_DATA UNDER STUDY:_
##############################
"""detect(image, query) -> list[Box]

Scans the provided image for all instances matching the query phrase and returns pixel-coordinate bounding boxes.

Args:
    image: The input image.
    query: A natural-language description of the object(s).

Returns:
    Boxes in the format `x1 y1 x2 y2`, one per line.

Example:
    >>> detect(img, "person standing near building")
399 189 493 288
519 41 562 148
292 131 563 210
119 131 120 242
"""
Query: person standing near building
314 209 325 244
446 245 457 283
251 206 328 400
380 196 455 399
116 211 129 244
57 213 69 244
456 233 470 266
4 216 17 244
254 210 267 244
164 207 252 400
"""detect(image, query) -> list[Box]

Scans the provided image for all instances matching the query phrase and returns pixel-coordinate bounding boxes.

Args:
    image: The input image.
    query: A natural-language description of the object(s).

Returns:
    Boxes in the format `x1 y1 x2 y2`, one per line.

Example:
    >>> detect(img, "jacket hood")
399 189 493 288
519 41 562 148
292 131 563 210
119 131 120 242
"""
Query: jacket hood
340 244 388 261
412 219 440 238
##############################
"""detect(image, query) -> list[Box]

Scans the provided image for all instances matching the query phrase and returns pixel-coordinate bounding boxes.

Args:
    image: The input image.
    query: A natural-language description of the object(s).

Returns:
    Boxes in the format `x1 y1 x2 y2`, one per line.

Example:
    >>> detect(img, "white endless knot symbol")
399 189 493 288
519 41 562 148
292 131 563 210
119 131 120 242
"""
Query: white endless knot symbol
##############################
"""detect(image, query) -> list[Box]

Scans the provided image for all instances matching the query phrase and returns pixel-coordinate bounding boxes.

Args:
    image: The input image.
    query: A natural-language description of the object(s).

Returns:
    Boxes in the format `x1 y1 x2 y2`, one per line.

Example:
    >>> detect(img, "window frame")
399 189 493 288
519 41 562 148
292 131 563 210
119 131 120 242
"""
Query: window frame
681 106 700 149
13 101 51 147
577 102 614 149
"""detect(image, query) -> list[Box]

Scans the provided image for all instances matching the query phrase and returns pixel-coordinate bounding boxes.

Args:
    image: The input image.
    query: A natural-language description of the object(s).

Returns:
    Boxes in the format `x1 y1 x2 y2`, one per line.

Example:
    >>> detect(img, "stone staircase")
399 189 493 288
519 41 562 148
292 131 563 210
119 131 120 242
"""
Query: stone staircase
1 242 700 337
##############################
_WHAT IS NEEDED:_
Search the material above for the string "endless". Show every line that holds it.

_SOLUTION TO THIS TASK:_
    >>> detect(img, "white endless knot symbol")
Query: white endless knot symbol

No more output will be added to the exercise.